— START EXERCISE INPUT —

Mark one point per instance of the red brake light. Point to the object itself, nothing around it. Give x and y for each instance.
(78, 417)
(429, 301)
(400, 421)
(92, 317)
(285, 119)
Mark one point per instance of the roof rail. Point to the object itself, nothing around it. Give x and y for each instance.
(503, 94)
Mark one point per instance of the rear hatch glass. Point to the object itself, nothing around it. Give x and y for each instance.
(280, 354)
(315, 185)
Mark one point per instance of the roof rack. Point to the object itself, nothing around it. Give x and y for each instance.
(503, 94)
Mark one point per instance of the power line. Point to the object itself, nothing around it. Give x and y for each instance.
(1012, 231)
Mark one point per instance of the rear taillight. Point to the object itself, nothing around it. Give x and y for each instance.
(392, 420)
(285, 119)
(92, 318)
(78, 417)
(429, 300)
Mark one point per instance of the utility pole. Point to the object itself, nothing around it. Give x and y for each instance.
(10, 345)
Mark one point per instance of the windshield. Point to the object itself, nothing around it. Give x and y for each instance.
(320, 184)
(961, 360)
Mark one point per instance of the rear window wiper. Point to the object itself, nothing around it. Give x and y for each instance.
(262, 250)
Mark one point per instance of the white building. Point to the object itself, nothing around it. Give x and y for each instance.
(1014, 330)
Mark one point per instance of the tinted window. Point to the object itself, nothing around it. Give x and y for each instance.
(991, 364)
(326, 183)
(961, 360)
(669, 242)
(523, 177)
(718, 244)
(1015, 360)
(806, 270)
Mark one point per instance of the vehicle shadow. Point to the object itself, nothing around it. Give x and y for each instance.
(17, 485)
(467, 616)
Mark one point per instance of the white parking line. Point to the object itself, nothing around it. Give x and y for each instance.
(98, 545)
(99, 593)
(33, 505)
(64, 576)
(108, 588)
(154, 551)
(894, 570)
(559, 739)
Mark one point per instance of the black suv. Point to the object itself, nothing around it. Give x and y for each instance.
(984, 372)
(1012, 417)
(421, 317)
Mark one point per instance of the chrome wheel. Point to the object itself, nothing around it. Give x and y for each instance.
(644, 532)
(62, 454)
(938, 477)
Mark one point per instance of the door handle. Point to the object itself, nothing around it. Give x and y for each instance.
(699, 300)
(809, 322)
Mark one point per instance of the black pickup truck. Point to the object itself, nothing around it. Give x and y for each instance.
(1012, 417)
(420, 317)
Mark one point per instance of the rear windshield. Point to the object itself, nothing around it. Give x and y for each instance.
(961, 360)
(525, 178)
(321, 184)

— END EXERCISE INPUT —

TASK TO COMPLETE: Repeat the rows above, swapping "chrome wheel" for "silver wheel" and changing nothing else.

SOLVED EXERCISE:
Mark one point per instance of the red brake light. Point to the object itself, nothing around it. Give x and y for each instance.
(78, 417)
(429, 301)
(400, 421)
(92, 317)
(285, 119)
Mark one point per instance of the roof rail. Point to the object itself, nothing around it. Give x and y for each instance.
(503, 94)
Mark one point per instance of the rear hatch glass. Point to the object itself, nothing around it. Give x and y for each instance.
(280, 354)
(315, 185)
Mark one point per instance of the roof rack. Point to the object itself, nothing around it. Give x and y for each instance.
(503, 94)
Mark one point per instance of the power line. Point to the object itself, nothing around it. Give x and y for each instance.
(1012, 231)
Mark one point per instance of the rear taillight. Point to the object itself, nothing around it. Give x and y for each instance.
(392, 420)
(285, 119)
(92, 318)
(78, 417)
(429, 300)
Mark one point per instance of the utility pole. Point to the object itself, nothing around it. Give x and y for each instance.
(10, 345)
Mark one point per instance of the windshield. Point to the object itself, nothing around it. Give x and y for each instance.
(320, 184)
(961, 360)
Mark one point per instance of the rear window wiper. Point to the object itself, nothing around it. Give x and y for each instance.
(262, 250)
Mark one point per instance of the white building. Point to the object itself, nothing around it. Give x and y for each instance.
(1014, 330)
Mark one point per instance of the tinted window. Point to the object itself, nothing around it. Give x and y for each instance.
(991, 364)
(326, 183)
(961, 360)
(669, 242)
(523, 177)
(718, 244)
(1015, 360)
(806, 270)
Mark one point per instance of the vehicle shadow. Point to the object itself, nothing around it. Give x and y for each instance.
(17, 485)
(467, 616)
Mark one point per instance of the white parking line. Point to the object itself, nothing around it. Give x and y for each instance.
(98, 545)
(99, 593)
(33, 505)
(64, 576)
(108, 588)
(154, 551)
(894, 570)
(559, 739)
Mark one point per instance of the black suv. Point to the object itself, nothing around it. Give x and y for each instance.
(984, 372)
(1012, 417)
(421, 317)
Mark one point per instance of the silver wheel. Point to the object itself, nothing around it. Give x and y for each instance.
(644, 532)
(62, 454)
(938, 477)
Mark one point per instance of the door handle. Point to the object itself, nothing around it. Give x and y for each instance.
(699, 300)
(809, 322)
Mark one point per instance of the black pickup truck. Point to the object itself, nothing around it. Give x and y for each instance.
(1012, 417)
(420, 317)
Mark one point per instance of the rear windshield. Point to the object itself, nothing around it. Give x and y for each instance.
(961, 360)
(525, 178)
(321, 184)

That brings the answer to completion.